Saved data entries
________
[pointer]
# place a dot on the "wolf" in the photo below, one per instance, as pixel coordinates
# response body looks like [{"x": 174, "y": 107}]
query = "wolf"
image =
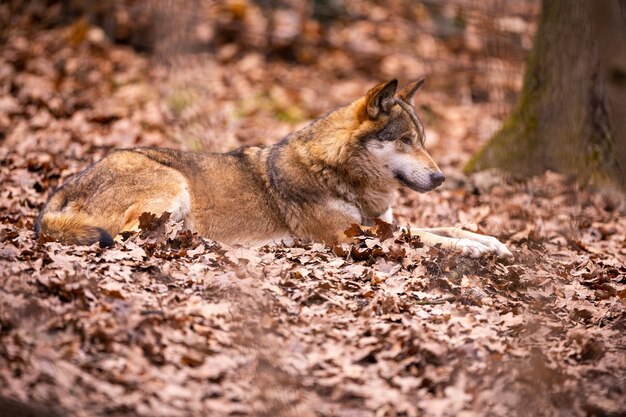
[{"x": 341, "y": 169}]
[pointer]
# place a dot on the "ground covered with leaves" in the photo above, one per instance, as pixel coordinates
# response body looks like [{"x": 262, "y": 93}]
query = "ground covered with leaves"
[{"x": 170, "y": 324}]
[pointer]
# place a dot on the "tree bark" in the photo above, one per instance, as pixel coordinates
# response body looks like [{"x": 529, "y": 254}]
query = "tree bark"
[{"x": 570, "y": 115}]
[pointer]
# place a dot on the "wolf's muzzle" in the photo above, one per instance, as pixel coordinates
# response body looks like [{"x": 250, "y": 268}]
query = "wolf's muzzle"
[{"x": 437, "y": 178}]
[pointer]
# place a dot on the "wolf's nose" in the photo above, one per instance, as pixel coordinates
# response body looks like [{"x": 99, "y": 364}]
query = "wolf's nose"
[{"x": 437, "y": 178}]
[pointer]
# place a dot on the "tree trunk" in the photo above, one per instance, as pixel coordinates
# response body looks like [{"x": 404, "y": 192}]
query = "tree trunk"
[{"x": 570, "y": 116}]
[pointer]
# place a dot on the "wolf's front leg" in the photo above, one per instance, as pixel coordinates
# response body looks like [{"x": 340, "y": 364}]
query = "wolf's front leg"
[{"x": 472, "y": 244}]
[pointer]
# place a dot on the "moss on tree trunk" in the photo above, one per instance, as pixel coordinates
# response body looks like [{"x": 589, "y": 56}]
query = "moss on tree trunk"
[{"x": 562, "y": 121}]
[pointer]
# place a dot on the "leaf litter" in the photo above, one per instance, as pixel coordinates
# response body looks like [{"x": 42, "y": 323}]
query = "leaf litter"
[{"x": 169, "y": 323}]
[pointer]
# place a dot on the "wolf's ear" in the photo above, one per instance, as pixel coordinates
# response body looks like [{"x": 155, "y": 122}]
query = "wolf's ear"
[
  {"x": 380, "y": 98},
  {"x": 408, "y": 91}
]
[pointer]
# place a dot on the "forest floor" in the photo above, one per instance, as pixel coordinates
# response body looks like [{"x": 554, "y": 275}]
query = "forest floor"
[{"x": 171, "y": 324}]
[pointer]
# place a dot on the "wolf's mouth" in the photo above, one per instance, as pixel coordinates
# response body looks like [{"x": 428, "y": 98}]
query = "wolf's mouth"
[{"x": 410, "y": 184}]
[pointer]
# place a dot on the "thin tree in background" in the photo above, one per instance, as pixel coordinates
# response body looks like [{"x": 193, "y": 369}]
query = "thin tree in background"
[{"x": 571, "y": 114}]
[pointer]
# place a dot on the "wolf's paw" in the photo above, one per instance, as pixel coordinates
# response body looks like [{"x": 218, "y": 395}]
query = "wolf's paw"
[
  {"x": 471, "y": 247},
  {"x": 494, "y": 245},
  {"x": 480, "y": 245}
]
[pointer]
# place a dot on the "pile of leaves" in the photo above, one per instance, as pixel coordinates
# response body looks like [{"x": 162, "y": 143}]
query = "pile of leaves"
[{"x": 167, "y": 323}]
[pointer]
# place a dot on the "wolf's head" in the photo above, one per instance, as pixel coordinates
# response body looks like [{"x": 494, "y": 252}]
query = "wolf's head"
[{"x": 390, "y": 137}]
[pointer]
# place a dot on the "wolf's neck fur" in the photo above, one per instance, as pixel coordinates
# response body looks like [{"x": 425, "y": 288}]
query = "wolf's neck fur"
[{"x": 329, "y": 153}]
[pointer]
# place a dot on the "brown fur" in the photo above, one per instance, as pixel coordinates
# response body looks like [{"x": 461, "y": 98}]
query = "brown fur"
[{"x": 313, "y": 184}]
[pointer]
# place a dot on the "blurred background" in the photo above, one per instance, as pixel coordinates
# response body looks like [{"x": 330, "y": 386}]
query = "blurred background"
[{"x": 212, "y": 75}]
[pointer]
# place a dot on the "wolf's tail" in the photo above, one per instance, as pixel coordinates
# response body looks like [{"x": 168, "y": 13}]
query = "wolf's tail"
[{"x": 71, "y": 228}]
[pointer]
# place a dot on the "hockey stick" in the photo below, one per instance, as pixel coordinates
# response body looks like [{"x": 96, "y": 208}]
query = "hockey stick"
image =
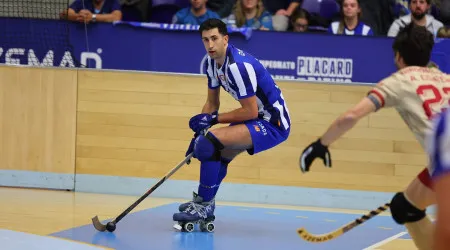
[
  {"x": 111, "y": 226},
  {"x": 332, "y": 235}
]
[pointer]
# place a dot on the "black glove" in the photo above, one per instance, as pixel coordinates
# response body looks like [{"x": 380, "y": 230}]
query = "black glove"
[
  {"x": 314, "y": 150},
  {"x": 191, "y": 148},
  {"x": 192, "y": 144}
]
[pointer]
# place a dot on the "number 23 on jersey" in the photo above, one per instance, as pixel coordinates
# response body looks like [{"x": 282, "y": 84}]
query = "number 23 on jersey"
[{"x": 438, "y": 101}]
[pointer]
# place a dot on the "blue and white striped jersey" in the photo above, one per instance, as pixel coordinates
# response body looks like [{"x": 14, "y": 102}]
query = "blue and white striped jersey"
[
  {"x": 439, "y": 145},
  {"x": 242, "y": 76}
]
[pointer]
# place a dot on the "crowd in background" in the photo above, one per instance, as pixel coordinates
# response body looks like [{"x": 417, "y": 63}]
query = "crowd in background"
[{"x": 344, "y": 17}]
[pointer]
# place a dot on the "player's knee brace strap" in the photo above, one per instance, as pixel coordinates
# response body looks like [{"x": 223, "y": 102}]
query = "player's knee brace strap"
[
  {"x": 207, "y": 148},
  {"x": 403, "y": 211}
]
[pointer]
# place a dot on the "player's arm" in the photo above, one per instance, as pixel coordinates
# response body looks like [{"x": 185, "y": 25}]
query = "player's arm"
[
  {"x": 350, "y": 118},
  {"x": 244, "y": 77},
  {"x": 71, "y": 14},
  {"x": 212, "y": 102},
  {"x": 247, "y": 111},
  {"x": 385, "y": 94},
  {"x": 111, "y": 17}
]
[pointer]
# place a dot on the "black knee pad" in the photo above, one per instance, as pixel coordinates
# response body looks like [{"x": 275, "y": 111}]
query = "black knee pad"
[
  {"x": 208, "y": 148},
  {"x": 403, "y": 211}
]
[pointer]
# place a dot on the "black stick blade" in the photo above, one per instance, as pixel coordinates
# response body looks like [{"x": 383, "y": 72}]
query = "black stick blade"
[{"x": 98, "y": 225}]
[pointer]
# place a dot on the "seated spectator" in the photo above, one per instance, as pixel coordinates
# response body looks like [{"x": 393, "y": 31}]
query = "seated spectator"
[
  {"x": 281, "y": 10},
  {"x": 443, "y": 32},
  {"x": 418, "y": 15},
  {"x": 250, "y": 13},
  {"x": 299, "y": 20},
  {"x": 222, "y": 7},
  {"x": 350, "y": 23},
  {"x": 93, "y": 11},
  {"x": 195, "y": 15}
]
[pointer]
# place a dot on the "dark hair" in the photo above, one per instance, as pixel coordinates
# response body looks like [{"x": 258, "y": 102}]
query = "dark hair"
[
  {"x": 299, "y": 13},
  {"x": 213, "y": 23},
  {"x": 414, "y": 43},
  {"x": 341, "y": 26}
]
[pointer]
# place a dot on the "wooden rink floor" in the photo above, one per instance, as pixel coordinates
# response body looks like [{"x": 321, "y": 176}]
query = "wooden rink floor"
[{"x": 46, "y": 212}]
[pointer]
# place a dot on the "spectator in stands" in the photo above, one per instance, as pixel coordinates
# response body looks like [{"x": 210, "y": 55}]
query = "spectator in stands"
[
  {"x": 443, "y": 32},
  {"x": 281, "y": 11},
  {"x": 299, "y": 20},
  {"x": 196, "y": 14},
  {"x": 94, "y": 11},
  {"x": 250, "y": 13},
  {"x": 222, "y": 7},
  {"x": 419, "y": 10},
  {"x": 350, "y": 23}
]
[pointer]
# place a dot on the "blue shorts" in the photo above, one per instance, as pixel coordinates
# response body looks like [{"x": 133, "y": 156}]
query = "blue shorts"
[{"x": 265, "y": 135}]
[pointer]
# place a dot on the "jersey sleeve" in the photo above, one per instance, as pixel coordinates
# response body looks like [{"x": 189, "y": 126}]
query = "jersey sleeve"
[
  {"x": 244, "y": 77},
  {"x": 388, "y": 91},
  {"x": 439, "y": 145},
  {"x": 209, "y": 72}
]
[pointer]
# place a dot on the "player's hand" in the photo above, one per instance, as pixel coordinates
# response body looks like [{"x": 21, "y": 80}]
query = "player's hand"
[
  {"x": 203, "y": 121},
  {"x": 191, "y": 149},
  {"x": 192, "y": 144},
  {"x": 314, "y": 150}
]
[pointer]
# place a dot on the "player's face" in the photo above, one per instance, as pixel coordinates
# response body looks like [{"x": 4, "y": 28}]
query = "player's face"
[
  {"x": 198, "y": 4},
  {"x": 351, "y": 8},
  {"x": 419, "y": 8},
  {"x": 300, "y": 25},
  {"x": 249, "y": 4},
  {"x": 215, "y": 43},
  {"x": 398, "y": 61}
]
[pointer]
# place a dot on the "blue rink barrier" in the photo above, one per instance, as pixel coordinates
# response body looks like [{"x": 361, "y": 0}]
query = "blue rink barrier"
[{"x": 179, "y": 49}]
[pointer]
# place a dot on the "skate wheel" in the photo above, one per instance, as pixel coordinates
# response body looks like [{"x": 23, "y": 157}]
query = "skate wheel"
[
  {"x": 178, "y": 227},
  {"x": 189, "y": 227},
  {"x": 210, "y": 227}
]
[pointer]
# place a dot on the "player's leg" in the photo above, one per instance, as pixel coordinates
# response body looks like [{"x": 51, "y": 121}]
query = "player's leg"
[
  {"x": 409, "y": 208},
  {"x": 227, "y": 155},
  {"x": 254, "y": 136},
  {"x": 208, "y": 150}
]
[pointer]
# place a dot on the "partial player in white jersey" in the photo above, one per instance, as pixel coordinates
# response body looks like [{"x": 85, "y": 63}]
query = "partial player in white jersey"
[
  {"x": 438, "y": 145},
  {"x": 262, "y": 122},
  {"x": 418, "y": 93}
]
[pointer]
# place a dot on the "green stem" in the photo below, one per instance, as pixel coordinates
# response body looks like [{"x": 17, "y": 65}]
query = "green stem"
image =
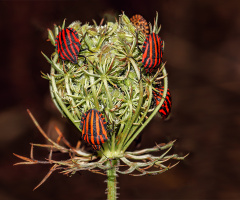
[
  {"x": 165, "y": 80},
  {"x": 111, "y": 180}
]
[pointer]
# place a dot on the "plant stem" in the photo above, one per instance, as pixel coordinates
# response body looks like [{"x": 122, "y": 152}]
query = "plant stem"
[{"x": 111, "y": 180}]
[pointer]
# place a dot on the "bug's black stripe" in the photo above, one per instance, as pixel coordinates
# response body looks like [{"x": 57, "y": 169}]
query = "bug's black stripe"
[
  {"x": 64, "y": 51},
  {"x": 60, "y": 49},
  {"x": 76, "y": 45},
  {"x": 68, "y": 49}
]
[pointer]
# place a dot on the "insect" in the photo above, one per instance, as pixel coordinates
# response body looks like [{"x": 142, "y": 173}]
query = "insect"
[
  {"x": 167, "y": 104},
  {"x": 140, "y": 23},
  {"x": 94, "y": 128},
  {"x": 68, "y": 45},
  {"x": 152, "y": 52}
]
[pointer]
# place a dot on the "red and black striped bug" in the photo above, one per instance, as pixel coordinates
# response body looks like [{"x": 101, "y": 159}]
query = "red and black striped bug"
[
  {"x": 167, "y": 104},
  {"x": 68, "y": 45},
  {"x": 94, "y": 128},
  {"x": 152, "y": 52},
  {"x": 140, "y": 23}
]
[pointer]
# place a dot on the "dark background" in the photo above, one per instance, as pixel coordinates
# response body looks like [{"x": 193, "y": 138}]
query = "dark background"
[{"x": 202, "y": 49}]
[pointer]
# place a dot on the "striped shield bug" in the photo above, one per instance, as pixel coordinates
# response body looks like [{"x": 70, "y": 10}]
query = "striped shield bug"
[
  {"x": 140, "y": 23},
  {"x": 94, "y": 128},
  {"x": 152, "y": 52},
  {"x": 167, "y": 104},
  {"x": 68, "y": 45}
]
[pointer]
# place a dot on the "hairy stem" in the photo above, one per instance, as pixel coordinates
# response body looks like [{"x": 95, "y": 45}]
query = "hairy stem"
[{"x": 111, "y": 180}]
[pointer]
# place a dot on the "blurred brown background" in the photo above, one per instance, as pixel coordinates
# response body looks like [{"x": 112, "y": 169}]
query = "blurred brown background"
[{"x": 202, "y": 49}]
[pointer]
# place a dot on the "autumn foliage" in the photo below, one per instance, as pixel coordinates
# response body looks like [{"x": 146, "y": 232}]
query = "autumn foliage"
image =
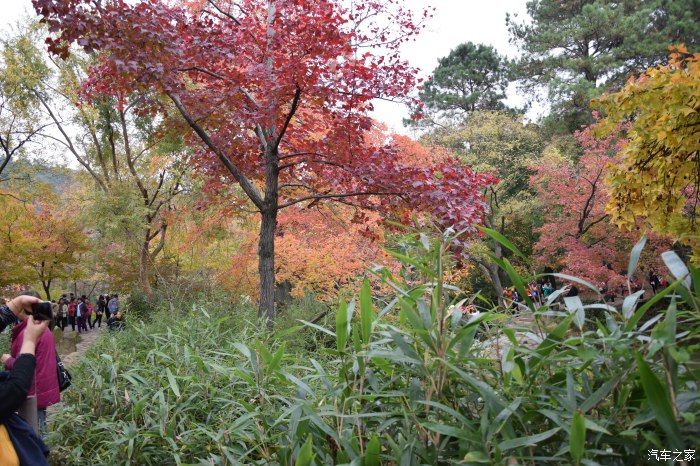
[
  {"x": 577, "y": 236},
  {"x": 657, "y": 179},
  {"x": 278, "y": 95}
]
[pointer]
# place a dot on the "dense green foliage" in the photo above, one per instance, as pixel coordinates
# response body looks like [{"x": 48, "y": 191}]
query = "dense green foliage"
[
  {"x": 472, "y": 77},
  {"x": 578, "y": 49},
  {"x": 403, "y": 379}
]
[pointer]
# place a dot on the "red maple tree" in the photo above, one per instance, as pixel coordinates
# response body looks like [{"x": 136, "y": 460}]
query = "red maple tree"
[{"x": 278, "y": 94}]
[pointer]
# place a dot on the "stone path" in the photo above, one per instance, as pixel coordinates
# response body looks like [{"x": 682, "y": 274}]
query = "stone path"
[{"x": 84, "y": 341}]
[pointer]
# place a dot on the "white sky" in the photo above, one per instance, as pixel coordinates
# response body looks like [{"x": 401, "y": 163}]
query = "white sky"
[{"x": 455, "y": 22}]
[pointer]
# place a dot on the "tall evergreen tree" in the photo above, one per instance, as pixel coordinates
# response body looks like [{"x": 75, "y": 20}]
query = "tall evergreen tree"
[
  {"x": 576, "y": 49},
  {"x": 472, "y": 77}
]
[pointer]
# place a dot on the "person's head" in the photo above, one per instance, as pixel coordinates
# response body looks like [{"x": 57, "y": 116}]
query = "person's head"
[{"x": 29, "y": 293}]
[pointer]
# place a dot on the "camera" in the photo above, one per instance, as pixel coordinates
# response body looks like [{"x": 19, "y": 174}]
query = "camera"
[{"x": 41, "y": 311}]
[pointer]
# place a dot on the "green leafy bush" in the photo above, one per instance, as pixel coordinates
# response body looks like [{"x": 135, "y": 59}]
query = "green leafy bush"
[{"x": 408, "y": 382}]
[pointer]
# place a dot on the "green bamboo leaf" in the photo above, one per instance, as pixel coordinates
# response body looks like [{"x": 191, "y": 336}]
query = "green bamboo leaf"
[
  {"x": 317, "y": 327},
  {"x": 342, "y": 326},
  {"x": 173, "y": 382},
  {"x": 659, "y": 403},
  {"x": 529, "y": 440},
  {"x": 504, "y": 241},
  {"x": 305, "y": 457},
  {"x": 599, "y": 394},
  {"x": 577, "y": 437},
  {"x": 634, "y": 256},
  {"x": 654, "y": 299},
  {"x": 366, "y": 314},
  {"x": 450, "y": 431},
  {"x": 677, "y": 267},
  {"x": 372, "y": 452}
]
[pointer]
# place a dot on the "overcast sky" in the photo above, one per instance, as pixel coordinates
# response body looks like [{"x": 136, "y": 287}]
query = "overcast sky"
[{"x": 455, "y": 22}]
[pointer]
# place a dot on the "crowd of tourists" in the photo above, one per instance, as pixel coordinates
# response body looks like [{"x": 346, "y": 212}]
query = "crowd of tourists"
[
  {"x": 34, "y": 375},
  {"x": 81, "y": 313}
]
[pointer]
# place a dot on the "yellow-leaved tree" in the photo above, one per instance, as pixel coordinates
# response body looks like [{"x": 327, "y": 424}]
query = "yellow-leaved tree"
[{"x": 658, "y": 178}]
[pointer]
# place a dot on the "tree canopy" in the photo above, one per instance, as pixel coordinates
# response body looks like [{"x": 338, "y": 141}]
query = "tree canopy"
[
  {"x": 472, "y": 77},
  {"x": 657, "y": 179},
  {"x": 576, "y": 49},
  {"x": 277, "y": 95}
]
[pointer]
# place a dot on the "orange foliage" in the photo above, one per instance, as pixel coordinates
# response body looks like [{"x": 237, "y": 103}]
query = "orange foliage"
________
EXERCISE DIRECTIONS ->
Please identify and copy every line of the material above that contains the string "leaves". Case counts when matching.

RESULT OF THIS TASK ->
# place a dot on the "ground covered with leaves" in the photo above, one per instance, as pixel coordinates
query = "ground covered with leaves"
# place a dot on the "pile of leaves" in the photo above, one per instance, as pixel coordinates
query = "pile of leaves"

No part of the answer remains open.